* [VORLIEGENDER TEXT]:
▽
Manhart, Thomas

Piano goes online

Videokonferenzen und Computerflügel machen Klavierunterricht über eine Distanz von 9.200 Kilometern möglich

Rubrik: Aufsatz
erschienen in: üben & musizieren 4/2013 , Seite 20

Professoren der Universität Mozarteum Salzburg sind über das Internet mit ihren Klavierschüle­rinnen und -schülern in China und Japan in Kontakt. Nach Meister­kursen und Vorselektionen wurden auf diesem Weg sogar schon Zulas­sungsprüfungen für chinesische Studierende abgehalten.

Das Klavier des Lehrers steht in Österreich, während die Schülerin 9200 Kilometer entfernt im japanischen Kobe mit dem zweiten Satz von Beethovens „Appassionata“ beginnt. Eine Stunde später wird per Videokonferenz die Leitung ins 7700 Kilometer entfernte Peking angewählt und von Salzburg aus ein Nachwuchspianist in der chinesischen Hauptstadt unterrichtet. Diese spezielle Art des Fernstudiums ist alle zwei bis drei Wochen an der Universität Mozarteum Salzburg zu beobachten. Musikerinnen und Musiker der beiden asiatischen Partnerinstitutionen besuchen quasi einen Online-Meisterkurs und erhalten über das Internet wertvolle Ratschläge ihrer Mozarteum-Professoren. Und das nicht nur technisch und musikalisch, sondern begleitet von den entsprechenden Bildern in Echtzeit, die es dem Lehrenden erlauben, auch korrigierend auf die Körperhaltung und den physiologischen Teil des Klavierspiels einzugreifen.
Die Übermittlung erfolgt durch HD-Kameras und große Live-Monitore auf beiden Seiten der Verbindung. Die Videoübertragung von Klängen und Bildern – eine Art „Piano-Skypen“ – ist am Mozarteum aber nur einer von mehreren Aspekten des technischen Fortschritts beim künstlerischen Fernunterricht. Zugleich wurde eine Kooperation mit dem renommierten Wiener Klavierhersteller Bösendorfer begonnen, der über jahrzehntelange Erfahrung im Bereich der Computerflügel verfügt und jüngst ein System namens CEUS (Create Emotions with Unique Sound) entwickelt hat. Es kann in jeden Flügel eingebaut werden und basiert auf einer Technik, die es dem Pianisten erlaubt, ein Stück zu spielen und dieses Stück durch Knopfdruck vom Klavier noch einmal spielen zu lassen – die Tasten bewegen sich wie von Geisterhand, genauso die Pedale.
△
* [AUFGABE A]: Welche Zeilen der Auflistung unten enthalten das Wort „this“? Finden Sie sie und schreiben Sie jede davon vollständig ab.

* [DATENZEILEN]:
▽
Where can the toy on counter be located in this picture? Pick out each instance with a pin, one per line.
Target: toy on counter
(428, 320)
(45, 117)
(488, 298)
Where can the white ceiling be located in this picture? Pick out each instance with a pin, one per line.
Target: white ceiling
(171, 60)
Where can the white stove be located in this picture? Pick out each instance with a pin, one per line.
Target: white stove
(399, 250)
△
* [AUFGABE B]: Wie heißt laut dem Artikel über den Klavier-Fernunterricht das System, das Bösendorfer entwickelt hat, und wofür steht sein Name?

* [ERGEBNIS A]:
Where can the toy on counter be located in this picture? Pick out each instance with a pin, one per line.
Where can the white ceiling be located in this picture? Pick out each instance with a pin, one per line.
Where can the white stove be located in this picture? Pick out each instance with a pin, one per line.

* [ERGEBNIS B]: Das System heißt CEUS, kurz für „Create Emotions with Unique Sound“.